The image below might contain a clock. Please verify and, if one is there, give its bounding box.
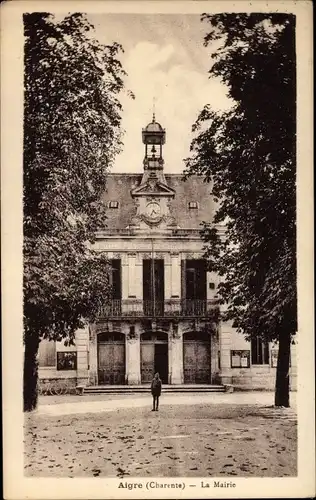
[146,201,161,220]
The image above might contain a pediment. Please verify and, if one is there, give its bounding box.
[131,179,175,197]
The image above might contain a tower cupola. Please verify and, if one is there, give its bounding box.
[142,113,166,171]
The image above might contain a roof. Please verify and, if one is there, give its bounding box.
[102,173,215,229]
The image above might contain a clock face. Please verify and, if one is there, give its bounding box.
[146,202,161,219]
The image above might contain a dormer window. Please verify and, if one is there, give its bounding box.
[109,200,118,208]
[189,201,199,210]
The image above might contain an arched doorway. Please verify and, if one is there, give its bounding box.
[183,332,211,384]
[98,332,125,385]
[140,332,168,384]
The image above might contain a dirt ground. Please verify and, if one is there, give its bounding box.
[25,403,297,478]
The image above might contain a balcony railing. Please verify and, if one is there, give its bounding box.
[100,299,218,318]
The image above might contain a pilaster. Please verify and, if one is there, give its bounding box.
[219,322,232,384]
[169,322,183,384]
[171,253,181,298]
[126,324,141,385]
[76,326,89,384]
[89,325,98,385]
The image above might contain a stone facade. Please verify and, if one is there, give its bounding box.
[39,119,296,389]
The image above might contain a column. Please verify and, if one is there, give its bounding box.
[76,326,89,385]
[290,344,297,391]
[211,327,219,384]
[127,253,137,298]
[171,253,181,298]
[89,326,98,385]
[126,325,141,385]
[169,323,183,384]
[218,322,232,384]
[164,255,172,300]
[121,254,129,300]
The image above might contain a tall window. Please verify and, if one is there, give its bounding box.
[111,259,122,300]
[251,338,269,365]
[38,339,56,368]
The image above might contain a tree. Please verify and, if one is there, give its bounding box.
[23,13,130,411]
[186,14,297,406]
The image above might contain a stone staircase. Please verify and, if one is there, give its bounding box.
[77,384,227,394]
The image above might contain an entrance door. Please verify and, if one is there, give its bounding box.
[141,332,168,384]
[155,344,168,384]
[183,332,211,384]
[98,333,125,385]
[143,259,165,316]
[183,259,206,316]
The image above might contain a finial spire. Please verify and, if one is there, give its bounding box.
[153,97,156,123]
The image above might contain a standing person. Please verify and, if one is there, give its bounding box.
[151,372,161,411]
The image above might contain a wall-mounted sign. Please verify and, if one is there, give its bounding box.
[230,350,250,368]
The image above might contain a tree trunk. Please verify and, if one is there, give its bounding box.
[23,332,39,411]
[274,332,291,408]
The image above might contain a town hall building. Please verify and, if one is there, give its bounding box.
[39,116,296,389]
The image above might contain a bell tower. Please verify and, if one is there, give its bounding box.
[142,113,166,172]
[131,113,175,231]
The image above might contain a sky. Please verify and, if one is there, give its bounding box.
[88,14,231,173]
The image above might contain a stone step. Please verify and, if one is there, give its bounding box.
[81,384,225,394]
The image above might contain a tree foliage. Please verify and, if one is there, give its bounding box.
[186,14,297,406]
[23,13,130,409]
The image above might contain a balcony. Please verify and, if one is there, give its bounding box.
[100,299,218,318]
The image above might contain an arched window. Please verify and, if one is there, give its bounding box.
[98,332,125,343]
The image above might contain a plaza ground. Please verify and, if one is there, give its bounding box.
[25,392,297,478]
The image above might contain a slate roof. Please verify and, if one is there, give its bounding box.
[102,173,215,229]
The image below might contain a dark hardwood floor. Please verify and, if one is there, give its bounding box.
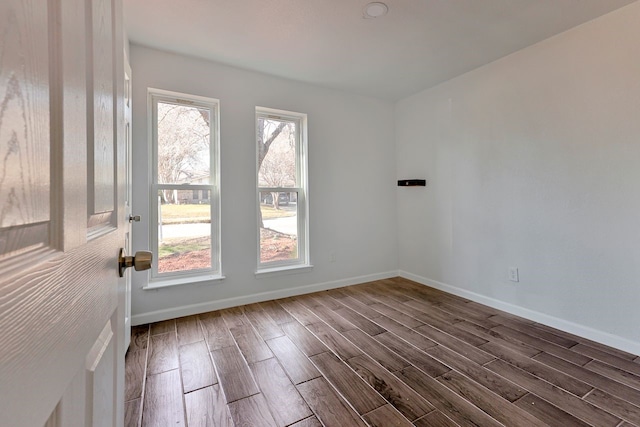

++++++

_WRITTEN INSTRUCTION_
Rewrite all of the records above, changing "verify" to "confirm" and keeping everything else the same. Leave the pictures out.

_EXERCISE SOLUTION_
The image below might contain a clock. Please confirm and, if one is there, give its bounding box.
[146,201,161,220]
The image above might contain a pediment. Please confirm and, if one is there, give its bounding box.
[131,179,175,197]
The image above might contain a tower cupola. Please confirm and, if one is there, give its bounding box.
[142,113,166,171]
The image above might contain a roof. Please confirm and, if one is there, give its bounding box.
[102,173,215,229]
The image above might contain a clock face. Please confirm and, if one is there, give its bounding box.
[146,202,161,219]
The image above might contain a dormer window. Please confirm and, if one is there, give its bounding box.
[109,200,118,208]
[189,201,199,210]
The image above might contain an arched doorway. Please confirm and, if one is there, give its bounding box.
[183,332,211,384]
[98,332,125,385]
[140,332,168,384]
The image above might contain a dirt ground. Please confirm and, if one is there, give its bounding box.
[25,403,297,478]
The image above might contain a balcony railing. Please confirm and, if one is there, give its bounding box.
[100,299,218,318]
The image above might contain a pilaster. Please confirm and, if one is there, give its bounding box.
[219,322,232,384]
[169,322,183,384]
[171,253,181,298]
[126,324,141,385]
[76,326,89,384]
[89,325,98,385]
The image above might contain a stone facade. Please confirm and, if one is there, give its bounding box.
[39,119,296,389]
The image above might contain a column. Please confirm and, if one is there, give its bounding box.
[76,326,89,385]
[290,344,297,391]
[211,327,219,384]
[127,253,137,298]
[171,253,181,298]
[89,326,98,385]
[126,325,141,385]
[169,323,183,384]
[218,322,232,384]
[164,255,172,300]
[121,254,129,300]
The image above might contain a tall window. Please confirm and, if one is there, give its bounding box.
[111,259,122,300]
[251,338,269,365]
[38,339,56,368]
The image above might contain a tree. Please confirm and, if one is there, give its bounding box.
[23,13,130,411]
[186,14,297,406]
The image above might contain a stone staircase. Please confirm and, if one is there, give its bounding box.
[77,384,227,394]
The image above might contain an entrance door. Please confirm and, if one is there, give its bounding box.
[141,332,168,384]
[155,344,168,384]
[183,332,211,384]
[98,333,125,385]
[143,259,165,316]
[183,259,206,316]
The image above might contain a finial spire. Please confirm and, if one is there, give its bounding box.
[153,97,156,123]
The image above might contain a standing person. Please confirm and, if one is there, give its bounding box.
[151,372,161,411]
The image above might contain a wall-mounted sign. Please confirm and, if one is there, give its bounding box.
[230,350,250,368]
The image above might contain a tree trunk. Please confirm and, if one is there, give its bounding box.
[23,332,39,411]
[274,332,291,408]
The image above might contain a town hall building. Please confirm and, if one is there, give its bounding box.
[39,116,296,389]
The image above might contain a bell tower. Please confirm and, if one is there, give its bounding box.
[142,113,166,172]
[131,113,175,231]
The image above might contain a sky. Please confirm and, if one is there, give its bounding box.
[88,14,231,173]
The image above might contain a stone step. Please confirm and, if one is there, give its bounding box.
[81,384,225,394]
The image above might contain a tree foliage. Please confirm and, if one is there, give its bounding box.
[186,14,297,406]
[23,13,130,409]
The image above might contain a balcony. Please confirm and, if one is there, give its bounding box.
[100,299,218,318]
The image above might contain an arched window. Please confirm and, if one is there, give its bounding box.
[98,332,125,343]
The image above might contain a plaza ground. Please confirm and, if one is there, give its bounding box.
[25,392,297,478]
The image above might contain a slate roof. Please confirm and, if one is there, give its bounding box.
[102,173,215,229]
The image below might contain a dark hardwood floor. Please confirm and, if one is there, give its bounding box.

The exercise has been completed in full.